Task description — Reproduce verbatim the stretch of the material below from the line containing "Give bounding boxes for pink" through the line containing "[315,371,454,400]", including both of those lines and nothing else.
====== Record set
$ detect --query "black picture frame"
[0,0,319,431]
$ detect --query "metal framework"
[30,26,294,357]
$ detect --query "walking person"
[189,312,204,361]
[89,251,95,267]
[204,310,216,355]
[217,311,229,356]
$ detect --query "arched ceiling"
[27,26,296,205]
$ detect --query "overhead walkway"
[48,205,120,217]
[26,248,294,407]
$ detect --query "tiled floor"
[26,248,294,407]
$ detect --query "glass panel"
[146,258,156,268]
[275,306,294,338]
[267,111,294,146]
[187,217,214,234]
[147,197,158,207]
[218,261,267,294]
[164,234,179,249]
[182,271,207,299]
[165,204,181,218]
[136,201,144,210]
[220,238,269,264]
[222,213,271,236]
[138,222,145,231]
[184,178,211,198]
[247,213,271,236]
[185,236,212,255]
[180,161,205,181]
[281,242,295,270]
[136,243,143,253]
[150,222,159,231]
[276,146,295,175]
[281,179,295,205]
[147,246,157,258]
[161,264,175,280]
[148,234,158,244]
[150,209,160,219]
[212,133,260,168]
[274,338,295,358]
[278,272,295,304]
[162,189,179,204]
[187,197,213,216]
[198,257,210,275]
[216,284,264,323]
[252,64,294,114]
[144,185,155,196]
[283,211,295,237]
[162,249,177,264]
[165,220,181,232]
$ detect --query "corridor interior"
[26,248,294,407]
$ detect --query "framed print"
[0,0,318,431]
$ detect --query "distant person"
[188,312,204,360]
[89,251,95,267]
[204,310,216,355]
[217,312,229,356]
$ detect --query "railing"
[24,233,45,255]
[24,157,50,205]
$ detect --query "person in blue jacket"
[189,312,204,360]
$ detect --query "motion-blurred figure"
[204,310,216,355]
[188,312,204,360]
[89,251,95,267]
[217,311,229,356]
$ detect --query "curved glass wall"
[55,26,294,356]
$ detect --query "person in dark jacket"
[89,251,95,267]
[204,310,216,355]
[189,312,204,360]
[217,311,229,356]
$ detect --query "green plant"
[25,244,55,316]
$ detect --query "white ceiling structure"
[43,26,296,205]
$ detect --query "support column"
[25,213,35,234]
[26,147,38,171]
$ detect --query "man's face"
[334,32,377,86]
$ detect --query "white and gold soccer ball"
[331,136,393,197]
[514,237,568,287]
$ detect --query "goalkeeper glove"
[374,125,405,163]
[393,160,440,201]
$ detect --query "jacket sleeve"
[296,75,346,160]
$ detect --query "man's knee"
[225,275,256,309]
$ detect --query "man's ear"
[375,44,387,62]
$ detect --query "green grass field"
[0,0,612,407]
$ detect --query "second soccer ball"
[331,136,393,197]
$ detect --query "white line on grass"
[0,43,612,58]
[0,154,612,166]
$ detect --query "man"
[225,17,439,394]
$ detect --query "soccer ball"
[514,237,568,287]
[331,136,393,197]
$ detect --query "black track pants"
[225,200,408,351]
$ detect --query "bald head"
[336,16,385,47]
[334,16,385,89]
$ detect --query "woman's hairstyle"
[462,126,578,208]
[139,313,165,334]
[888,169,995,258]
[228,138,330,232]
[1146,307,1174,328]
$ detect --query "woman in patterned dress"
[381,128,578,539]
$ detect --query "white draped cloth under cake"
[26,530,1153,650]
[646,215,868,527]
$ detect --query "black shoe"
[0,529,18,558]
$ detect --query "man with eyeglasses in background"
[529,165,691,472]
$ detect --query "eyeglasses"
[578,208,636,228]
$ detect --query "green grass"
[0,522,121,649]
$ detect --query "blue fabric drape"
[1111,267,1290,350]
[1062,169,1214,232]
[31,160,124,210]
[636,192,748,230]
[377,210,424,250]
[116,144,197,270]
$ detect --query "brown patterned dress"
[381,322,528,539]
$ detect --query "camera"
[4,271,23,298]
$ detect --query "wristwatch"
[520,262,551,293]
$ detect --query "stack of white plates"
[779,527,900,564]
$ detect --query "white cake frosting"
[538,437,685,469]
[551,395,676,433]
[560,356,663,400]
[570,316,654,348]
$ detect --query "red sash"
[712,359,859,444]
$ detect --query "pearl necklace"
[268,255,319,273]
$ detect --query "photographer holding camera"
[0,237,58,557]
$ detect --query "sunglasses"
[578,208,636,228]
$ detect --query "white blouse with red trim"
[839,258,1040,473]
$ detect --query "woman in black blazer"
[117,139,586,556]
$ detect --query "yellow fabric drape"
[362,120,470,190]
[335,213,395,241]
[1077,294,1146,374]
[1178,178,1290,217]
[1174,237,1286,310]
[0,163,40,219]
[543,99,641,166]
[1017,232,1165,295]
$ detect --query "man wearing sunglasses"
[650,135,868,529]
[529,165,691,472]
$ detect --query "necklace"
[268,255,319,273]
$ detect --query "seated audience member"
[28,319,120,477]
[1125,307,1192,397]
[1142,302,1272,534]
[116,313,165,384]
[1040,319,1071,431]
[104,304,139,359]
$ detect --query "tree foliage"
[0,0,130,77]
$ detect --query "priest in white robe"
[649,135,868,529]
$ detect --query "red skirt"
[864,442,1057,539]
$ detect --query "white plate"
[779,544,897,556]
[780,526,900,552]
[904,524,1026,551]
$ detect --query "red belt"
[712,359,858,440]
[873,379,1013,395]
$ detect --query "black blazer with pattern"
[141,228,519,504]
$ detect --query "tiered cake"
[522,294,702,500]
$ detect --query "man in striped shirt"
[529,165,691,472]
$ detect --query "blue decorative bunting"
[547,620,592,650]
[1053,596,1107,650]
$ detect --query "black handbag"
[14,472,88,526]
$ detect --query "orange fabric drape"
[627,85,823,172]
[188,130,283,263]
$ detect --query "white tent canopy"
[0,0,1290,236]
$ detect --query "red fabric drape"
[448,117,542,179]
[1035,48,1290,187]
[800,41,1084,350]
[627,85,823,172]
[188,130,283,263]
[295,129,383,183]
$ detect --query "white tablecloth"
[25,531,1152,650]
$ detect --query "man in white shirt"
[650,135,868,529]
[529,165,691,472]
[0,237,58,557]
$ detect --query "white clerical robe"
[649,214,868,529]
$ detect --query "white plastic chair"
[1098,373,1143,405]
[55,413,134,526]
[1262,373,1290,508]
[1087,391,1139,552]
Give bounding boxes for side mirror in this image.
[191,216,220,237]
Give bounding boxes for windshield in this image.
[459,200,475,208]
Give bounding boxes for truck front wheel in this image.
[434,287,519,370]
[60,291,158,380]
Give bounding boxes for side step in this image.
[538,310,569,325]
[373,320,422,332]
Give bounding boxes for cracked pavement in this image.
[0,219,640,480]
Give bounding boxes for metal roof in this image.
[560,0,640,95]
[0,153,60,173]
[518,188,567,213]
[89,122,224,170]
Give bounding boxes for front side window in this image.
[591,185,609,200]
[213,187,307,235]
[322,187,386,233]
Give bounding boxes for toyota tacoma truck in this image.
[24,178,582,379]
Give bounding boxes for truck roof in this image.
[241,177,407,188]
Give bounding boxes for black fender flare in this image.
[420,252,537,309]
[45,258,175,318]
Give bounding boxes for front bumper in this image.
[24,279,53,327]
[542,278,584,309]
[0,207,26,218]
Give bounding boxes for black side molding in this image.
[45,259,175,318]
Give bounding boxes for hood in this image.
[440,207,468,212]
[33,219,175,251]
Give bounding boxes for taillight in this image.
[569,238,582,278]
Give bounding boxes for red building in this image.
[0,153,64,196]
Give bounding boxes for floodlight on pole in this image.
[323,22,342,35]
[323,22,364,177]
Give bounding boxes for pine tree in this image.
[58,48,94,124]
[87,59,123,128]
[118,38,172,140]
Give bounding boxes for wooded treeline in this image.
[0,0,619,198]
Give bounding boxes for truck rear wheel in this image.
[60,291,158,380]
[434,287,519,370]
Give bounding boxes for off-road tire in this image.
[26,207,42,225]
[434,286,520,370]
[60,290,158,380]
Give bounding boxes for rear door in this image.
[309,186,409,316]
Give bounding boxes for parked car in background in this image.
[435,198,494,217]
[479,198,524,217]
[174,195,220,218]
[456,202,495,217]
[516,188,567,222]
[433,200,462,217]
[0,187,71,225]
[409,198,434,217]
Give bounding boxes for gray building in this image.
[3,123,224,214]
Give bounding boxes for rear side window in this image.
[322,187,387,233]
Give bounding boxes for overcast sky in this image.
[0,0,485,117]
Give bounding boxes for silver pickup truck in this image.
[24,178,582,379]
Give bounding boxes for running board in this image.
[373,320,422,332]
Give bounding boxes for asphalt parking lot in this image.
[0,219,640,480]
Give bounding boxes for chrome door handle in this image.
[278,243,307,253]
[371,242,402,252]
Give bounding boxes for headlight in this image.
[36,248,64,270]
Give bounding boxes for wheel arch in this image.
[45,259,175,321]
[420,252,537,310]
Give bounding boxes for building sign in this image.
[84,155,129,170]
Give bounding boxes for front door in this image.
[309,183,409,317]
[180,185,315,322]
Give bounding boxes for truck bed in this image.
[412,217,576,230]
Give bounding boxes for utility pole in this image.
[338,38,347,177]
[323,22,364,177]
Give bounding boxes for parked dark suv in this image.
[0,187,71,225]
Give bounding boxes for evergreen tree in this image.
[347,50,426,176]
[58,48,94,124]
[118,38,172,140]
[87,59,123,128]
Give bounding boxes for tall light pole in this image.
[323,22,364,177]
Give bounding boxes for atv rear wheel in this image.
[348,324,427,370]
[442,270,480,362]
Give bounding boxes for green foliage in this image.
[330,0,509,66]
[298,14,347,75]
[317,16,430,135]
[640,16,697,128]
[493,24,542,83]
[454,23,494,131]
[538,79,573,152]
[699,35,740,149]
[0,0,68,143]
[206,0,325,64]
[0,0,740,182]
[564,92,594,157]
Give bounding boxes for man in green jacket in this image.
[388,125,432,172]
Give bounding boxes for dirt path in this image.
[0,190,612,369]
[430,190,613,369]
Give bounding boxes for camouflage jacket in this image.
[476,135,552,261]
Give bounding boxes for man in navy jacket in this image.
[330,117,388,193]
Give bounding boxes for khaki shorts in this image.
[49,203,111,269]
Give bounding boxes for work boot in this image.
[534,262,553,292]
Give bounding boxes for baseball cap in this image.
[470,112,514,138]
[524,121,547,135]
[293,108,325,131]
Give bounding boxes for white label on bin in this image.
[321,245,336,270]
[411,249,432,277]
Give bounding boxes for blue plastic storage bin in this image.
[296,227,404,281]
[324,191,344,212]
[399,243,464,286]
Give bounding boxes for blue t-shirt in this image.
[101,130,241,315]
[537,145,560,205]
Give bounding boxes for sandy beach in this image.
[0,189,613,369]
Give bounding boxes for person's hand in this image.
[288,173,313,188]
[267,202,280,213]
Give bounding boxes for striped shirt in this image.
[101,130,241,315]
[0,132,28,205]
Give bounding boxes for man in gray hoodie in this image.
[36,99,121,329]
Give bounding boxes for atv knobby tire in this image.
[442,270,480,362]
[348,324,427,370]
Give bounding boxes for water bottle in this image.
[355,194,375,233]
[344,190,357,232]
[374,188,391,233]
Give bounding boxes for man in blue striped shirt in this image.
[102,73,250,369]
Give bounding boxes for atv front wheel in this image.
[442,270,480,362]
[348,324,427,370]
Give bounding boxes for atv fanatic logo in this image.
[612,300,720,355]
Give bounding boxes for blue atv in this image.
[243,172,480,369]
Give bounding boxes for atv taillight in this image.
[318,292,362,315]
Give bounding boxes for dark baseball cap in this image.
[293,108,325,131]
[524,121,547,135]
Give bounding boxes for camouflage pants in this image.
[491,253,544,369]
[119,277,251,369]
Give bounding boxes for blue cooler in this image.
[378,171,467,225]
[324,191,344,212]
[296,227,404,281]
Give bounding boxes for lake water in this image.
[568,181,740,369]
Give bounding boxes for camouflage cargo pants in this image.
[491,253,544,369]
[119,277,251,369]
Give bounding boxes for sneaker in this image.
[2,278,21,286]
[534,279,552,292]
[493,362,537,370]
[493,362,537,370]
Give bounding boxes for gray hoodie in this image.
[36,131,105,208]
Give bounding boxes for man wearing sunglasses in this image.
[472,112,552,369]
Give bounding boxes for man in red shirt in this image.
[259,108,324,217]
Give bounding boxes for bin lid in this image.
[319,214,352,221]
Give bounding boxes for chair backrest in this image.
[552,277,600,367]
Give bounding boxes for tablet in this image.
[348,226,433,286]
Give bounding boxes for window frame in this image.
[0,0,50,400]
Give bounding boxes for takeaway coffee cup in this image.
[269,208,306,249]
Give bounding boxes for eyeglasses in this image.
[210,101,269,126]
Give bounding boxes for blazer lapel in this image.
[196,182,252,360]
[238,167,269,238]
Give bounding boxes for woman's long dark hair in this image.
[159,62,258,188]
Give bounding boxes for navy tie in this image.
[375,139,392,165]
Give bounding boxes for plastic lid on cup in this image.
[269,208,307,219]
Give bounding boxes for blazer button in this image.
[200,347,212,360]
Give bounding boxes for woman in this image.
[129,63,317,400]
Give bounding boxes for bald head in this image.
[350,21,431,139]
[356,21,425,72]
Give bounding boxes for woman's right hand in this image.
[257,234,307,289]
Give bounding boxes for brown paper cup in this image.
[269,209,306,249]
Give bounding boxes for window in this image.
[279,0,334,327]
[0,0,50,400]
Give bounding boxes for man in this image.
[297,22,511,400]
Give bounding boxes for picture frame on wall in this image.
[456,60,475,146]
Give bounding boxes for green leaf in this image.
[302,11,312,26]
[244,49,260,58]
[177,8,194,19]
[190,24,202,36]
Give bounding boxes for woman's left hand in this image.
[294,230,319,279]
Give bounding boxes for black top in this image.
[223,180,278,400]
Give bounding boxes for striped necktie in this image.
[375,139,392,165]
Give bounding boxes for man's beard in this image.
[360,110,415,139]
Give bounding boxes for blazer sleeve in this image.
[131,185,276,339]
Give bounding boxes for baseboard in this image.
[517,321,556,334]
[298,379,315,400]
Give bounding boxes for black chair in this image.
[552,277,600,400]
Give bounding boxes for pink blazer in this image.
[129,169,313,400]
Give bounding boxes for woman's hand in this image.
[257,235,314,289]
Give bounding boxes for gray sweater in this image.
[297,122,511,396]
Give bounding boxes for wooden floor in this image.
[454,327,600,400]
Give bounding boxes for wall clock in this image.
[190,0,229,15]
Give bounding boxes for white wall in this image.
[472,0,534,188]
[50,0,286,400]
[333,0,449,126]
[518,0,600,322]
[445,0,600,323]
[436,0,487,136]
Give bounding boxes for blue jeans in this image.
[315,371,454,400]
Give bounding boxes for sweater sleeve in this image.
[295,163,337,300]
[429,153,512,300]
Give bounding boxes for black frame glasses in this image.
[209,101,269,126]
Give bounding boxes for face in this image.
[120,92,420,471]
============
In response —
Give bounding boxes for pink blazer in this image.
[129,169,313,400]
Give bounding boxes for woman's hand in this image.
[257,235,314,289]
Give bounding boxes for gray sweater in this image.
[297,122,511,396]
Give bounding boxes for wooden floor in this image.
[454,327,600,400]
Give bounding boxes for wall clock in this image.
[190,0,229,15]
Give bounding boxes for white wall in this image.
[472,0,534,188]
[50,0,286,400]
[333,0,449,126]
[518,0,600,322]
[445,0,600,323]
[436,0,487,136]
Give bounding boxes for blue jeans in this image.
[315,371,454,400]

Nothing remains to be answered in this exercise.